Reproduce all of the records exactly.

▶ THE INPUT:
┄┄┄┄┄┄┄┄┄┄

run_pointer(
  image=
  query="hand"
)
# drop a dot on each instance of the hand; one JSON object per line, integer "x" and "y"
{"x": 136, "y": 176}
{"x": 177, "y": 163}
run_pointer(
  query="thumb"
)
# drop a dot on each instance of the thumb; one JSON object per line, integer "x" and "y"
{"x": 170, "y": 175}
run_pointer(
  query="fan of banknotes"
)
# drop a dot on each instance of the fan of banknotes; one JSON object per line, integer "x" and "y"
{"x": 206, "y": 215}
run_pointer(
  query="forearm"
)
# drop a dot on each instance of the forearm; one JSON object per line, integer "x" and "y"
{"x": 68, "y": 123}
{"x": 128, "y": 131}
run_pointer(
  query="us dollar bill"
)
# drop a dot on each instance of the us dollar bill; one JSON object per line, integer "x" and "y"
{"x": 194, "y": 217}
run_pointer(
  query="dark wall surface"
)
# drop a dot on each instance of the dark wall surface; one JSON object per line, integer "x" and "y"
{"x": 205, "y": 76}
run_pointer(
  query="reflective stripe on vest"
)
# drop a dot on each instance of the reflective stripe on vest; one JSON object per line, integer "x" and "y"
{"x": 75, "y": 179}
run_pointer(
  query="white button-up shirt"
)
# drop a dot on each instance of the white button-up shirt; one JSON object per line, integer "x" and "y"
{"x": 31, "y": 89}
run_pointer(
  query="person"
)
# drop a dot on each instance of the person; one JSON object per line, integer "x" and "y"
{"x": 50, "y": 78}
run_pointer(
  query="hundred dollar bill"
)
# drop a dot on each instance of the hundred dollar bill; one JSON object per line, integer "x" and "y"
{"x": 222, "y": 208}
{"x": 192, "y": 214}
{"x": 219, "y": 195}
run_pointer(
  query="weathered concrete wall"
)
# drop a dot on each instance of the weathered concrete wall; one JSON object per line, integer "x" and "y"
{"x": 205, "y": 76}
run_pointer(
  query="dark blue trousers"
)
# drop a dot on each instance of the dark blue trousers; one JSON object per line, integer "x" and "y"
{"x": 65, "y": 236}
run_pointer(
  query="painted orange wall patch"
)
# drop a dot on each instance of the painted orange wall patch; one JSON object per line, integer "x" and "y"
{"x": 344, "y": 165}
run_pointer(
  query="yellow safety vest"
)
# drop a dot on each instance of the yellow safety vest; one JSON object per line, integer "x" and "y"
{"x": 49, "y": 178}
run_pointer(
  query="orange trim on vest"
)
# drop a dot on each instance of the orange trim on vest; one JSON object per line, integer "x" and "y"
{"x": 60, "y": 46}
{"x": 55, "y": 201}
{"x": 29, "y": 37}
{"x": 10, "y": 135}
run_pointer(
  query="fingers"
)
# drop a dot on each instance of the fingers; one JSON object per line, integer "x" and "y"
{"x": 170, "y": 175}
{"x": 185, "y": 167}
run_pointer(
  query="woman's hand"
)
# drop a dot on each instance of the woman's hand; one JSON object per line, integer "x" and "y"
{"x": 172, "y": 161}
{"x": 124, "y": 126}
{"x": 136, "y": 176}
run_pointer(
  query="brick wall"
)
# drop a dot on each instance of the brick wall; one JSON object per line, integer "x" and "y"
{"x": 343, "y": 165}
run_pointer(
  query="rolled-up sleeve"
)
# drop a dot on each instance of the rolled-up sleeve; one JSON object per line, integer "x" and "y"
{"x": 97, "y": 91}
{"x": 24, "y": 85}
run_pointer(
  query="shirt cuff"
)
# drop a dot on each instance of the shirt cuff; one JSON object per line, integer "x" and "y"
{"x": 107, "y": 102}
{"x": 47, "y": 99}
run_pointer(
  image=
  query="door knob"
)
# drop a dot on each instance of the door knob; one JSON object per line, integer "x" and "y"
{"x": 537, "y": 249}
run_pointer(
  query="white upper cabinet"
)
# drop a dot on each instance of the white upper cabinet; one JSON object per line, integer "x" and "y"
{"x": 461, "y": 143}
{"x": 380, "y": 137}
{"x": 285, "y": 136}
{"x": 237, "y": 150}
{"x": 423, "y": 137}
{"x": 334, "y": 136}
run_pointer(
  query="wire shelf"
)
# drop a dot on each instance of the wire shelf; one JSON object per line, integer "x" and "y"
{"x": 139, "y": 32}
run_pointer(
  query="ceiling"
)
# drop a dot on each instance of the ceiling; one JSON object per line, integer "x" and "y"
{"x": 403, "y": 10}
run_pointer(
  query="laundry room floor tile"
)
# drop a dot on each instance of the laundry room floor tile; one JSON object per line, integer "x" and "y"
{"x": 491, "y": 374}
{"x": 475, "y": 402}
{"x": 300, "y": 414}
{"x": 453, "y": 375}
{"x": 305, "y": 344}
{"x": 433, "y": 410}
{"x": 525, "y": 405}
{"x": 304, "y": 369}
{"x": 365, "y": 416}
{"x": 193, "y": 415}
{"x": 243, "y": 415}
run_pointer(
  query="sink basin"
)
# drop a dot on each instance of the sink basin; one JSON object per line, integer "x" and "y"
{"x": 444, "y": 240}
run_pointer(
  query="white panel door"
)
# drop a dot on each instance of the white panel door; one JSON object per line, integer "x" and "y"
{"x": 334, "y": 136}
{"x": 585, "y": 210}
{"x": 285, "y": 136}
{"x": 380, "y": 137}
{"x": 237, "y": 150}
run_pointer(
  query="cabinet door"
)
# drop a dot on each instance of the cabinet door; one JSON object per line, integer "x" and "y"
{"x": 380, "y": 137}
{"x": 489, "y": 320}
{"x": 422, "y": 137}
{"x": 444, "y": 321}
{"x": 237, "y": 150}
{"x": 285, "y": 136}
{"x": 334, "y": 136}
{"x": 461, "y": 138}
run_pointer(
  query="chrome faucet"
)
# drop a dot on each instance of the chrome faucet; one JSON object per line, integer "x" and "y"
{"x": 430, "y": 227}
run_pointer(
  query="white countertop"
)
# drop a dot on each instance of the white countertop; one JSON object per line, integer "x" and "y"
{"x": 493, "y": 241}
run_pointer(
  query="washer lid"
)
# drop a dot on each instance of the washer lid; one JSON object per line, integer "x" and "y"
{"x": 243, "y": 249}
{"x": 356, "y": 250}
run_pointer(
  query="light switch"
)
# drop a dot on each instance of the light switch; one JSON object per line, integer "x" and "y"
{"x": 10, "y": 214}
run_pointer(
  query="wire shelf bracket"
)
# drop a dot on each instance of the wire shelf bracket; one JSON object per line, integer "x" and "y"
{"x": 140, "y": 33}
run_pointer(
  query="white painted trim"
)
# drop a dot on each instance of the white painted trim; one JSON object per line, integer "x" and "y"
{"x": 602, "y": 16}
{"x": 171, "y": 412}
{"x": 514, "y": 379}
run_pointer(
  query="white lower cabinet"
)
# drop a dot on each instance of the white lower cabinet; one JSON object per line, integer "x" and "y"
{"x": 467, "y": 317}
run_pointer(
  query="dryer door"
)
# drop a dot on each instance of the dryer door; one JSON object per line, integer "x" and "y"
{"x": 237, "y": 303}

┄┄┄┄┄┄┄┄┄┄

▶ ANSWER TO THE PROBLEM:
run_pointer(
  image=
  query="hand"
)
# drop a dot on each instance of the hand; one JSON object per line, integer "x" and "y"
{"x": 136, "y": 176}
{"x": 177, "y": 163}
run_pointer(
  query="thumb"
)
# drop a dot on each instance of the thumb; one JSON object per line, integer "x" and "y"
{"x": 170, "y": 175}
run_pointer(
  query="fan of banknotes"
)
# drop a dot on each instance of the fan of banknotes; one JSON object per line, integer "x" and "y"
{"x": 206, "y": 215}
run_pointer(
  query="forearm"
)
# drop a dot on each instance of the forearm; one JSON object per line, integer "x" and "y"
{"x": 68, "y": 123}
{"x": 128, "y": 131}
run_pointer(
  query="us dollar bill"
)
# drop a dot on each instance of the us dollar bill; one JSON object per line, integer "x" and "y"
{"x": 194, "y": 217}
run_pointer(
  query="dark wall surface"
)
# drop a dot on each instance of the dark wall surface; one JSON object per line, integer "x" and "y"
{"x": 205, "y": 76}
run_pointer(
  query="reflective stripe on vest"
)
# drop a dot on each instance of the reflective stripe on vest; one JSON object per line, integer "x" and "y"
{"x": 75, "y": 179}
run_pointer(
  query="white button-up shirt"
)
# drop a dot on each instance of the white button-up shirt; one JSON object per line, integer "x" and "y"
{"x": 31, "y": 89}
run_pointer(
  query="person"
)
# drop a dot on each instance of the person; one JSON object per line, integer "x" and "y"
{"x": 50, "y": 78}
run_pointer(
  query="hundred dollar bill"
)
# drop a dot on each instance of the hundred dollar bill; one JSON object per line, integer "x" and "y"
{"x": 222, "y": 208}
{"x": 192, "y": 214}
{"x": 219, "y": 195}
run_pointer(
  query="weathered concrete wall"
)
# drop a dot on each instance of the weathered concrete wall; one JSON object per line, integer "x" and "y"
{"x": 205, "y": 76}
run_pointer(
  query="dark blue trousers"
)
# drop a dot on each instance of the dark blue trousers; one JSON object per line, integer "x" and "y"
{"x": 65, "y": 236}
run_pointer(
  query="painted orange wall patch"
)
# drop a dot on each instance of the painted orange wall patch; one JSON object per line, integer "x" and "y"
{"x": 344, "y": 165}
run_pointer(
  query="yellow safety vest"
)
# drop a dot on each instance of the yellow safety vest; one JSON object per line, integer "x" and "y"
{"x": 49, "y": 178}
run_pointer(
  query="orange trim on vest"
)
# drop a dot on each instance of the orange trim on vest; one JSON object per line, integer "x" and "y"
{"x": 60, "y": 46}
{"x": 55, "y": 201}
{"x": 29, "y": 37}
{"x": 10, "y": 135}
run_pointer(
  query="fingers"
)
# drop a dot on each instance of the fingers; one JSON object per line, integer "x" and "y"
{"x": 170, "y": 175}
{"x": 185, "y": 167}
run_pointer(
  query="woman's hand"
)
# drop a dot on each instance of the woman's hand; one JSON object per line, integer "x" and "y"
{"x": 172, "y": 161}
{"x": 124, "y": 126}
{"x": 136, "y": 176}
run_pointer(
  query="brick wall"
)
# drop a dot on each instance of the brick wall; one JSON object per line, integer "x" and "y"
{"x": 343, "y": 165}
run_pointer(
  query="rolled-up sleeve"
)
# drop a dot on each instance of the rolled-up sleeve; one JSON object per line, integer "x" and "y"
{"x": 97, "y": 91}
{"x": 24, "y": 85}
run_pointer(
  query="shirt cuff"
)
# drop a dot on each instance of the shirt cuff; one JSON object per line, integer "x" and "y"
{"x": 107, "y": 102}
{"x": 47, "y": 99}
run_pointer(
  image=
  query="door knob"
)
# drop a dot on each instance of the door knob; one JSON object per line, integer "x" and "y"
{"x": 537, "y": 249}
run_pointer(
  query="white upper cabinet"
)
# drop a dot on each instance of the white upper cabinet; one JSON object per line, integer "x" and "y"
{"x": 461, "y": 143}
{"x": 380, "y": 137}
{"x": 285, "y": 136}
{"x": 237, "y": 150}
{"x": 423, "y": 137}
{"x": 334, "y": 136}
run_pointer(
  query="wire shelf"
)
# drop a dot on each instance of the wire shelf; one JSON object per line, integer "x" and "y"
{"x": 139, "y": 32}
run_pointer(
  query="ceiling"
)
# drop a dot on each instance of the ceiling; one JSON object per line, integer "x" and "y"
{"x": 403, "y": 10}
run_pointer(
  query="laundry room floor tile"
)
# drop a dot on each instance of the laundry room floor tile; one JSON object per line, integer "x" and "y"
{"x": 491, "y": 374}
{"x": 475, "y": 402}
{"x": 300, "y": 414}
{"x": 453, "y": 375}
{"x": 305, "y": 344}
{"x": 433, "y": 410}
{"x": 525, "y": 405}
{"x": 304, "y": 369}
{"x": 365, "y": 416}
{"x": 193, "y": 415}
{"x": 243, "y": 415}
run_pointer(
  query="sink basin"
)
# drop a dot on each instance of the sink basin; one JSON object per line, integer "x" and "y"
{"x": 444, "y": 240}
run_pointer(
  query="white panel door"
)
# drop a dot on each instance of the white panel door; one JSON object per line, integer "x" and "y"
{"x": 334, "y": 136}
{"x": 585, "y": 210}
{"x": 285, "y": 136}
{"x": 380, "y": 137}
{"x": 237, "y": 150}
run_pointer(
  query="cabinet door"
)
# drop a dot on each instance of the cabinet door; one JSON object per line, integer "x" and "y"
{"x": 380, "y": 137}
{"x": 489, "y": 320}
{"x": 422, "y": 137}
{"x": 444, "y": 321}
{"x": 237, "y": 150}
{"x": 285, "y": 136}
{"x": 334, "y": 136}
{"x": 461, "y": 138}
run_pointer(
  query="chrome faucet"
)
# drop a dot on each instance of the chrome faucet; one JSON object per line, integer "x" and "y"
{"x": 430, "y": 227}
run_pointer(
  query="white countertop"
)
# drop a dot on each instance of the white countertop; one JSON object per line, integer "x" and "y"
{"x": 493, "y": 241}
run_pointer(
  query="washer lid"
)
# drop a dot on each instance of the washer lid; one JSON object per line, integer "x" and "y"
{"x": 243, "y": 249}
{"x": 356, "y": 250}
run_pointer(
  query="light switch"
)
# drop a dot on each instance of the light switch; one JSON object per line, integer "x" and "y"
{"x": 10, "y": 214}
run_pointer(
  query="wire shelf bracket"
)
# drop a dot on each instance of the wire shelf bracket; one JSON object per line, integer "x" and "y"
{"x": 140, "y": 33}
run_pointer(
  query="white painted trim"
)
# drop a dot on each instance of the white painted trim; one JSON object per line, integer "x" and "y"
{"x": 602, "y": 16}
{"x": 171, "y": 412}
{"x": 514, "y": 379}
run_pointer(
  query="white lower cabinet"
)
# drop a dot on each instance of the white lower cabinet; one JSON object per line, integer "x" and "y"
{"x": 467, "y": 317}
run_pointer(
  query="dryer door"
)
# drop a dot on each instance of the dryer door; one JSON object per line, integer "x" and "y"
{"x": 237, "y": 303}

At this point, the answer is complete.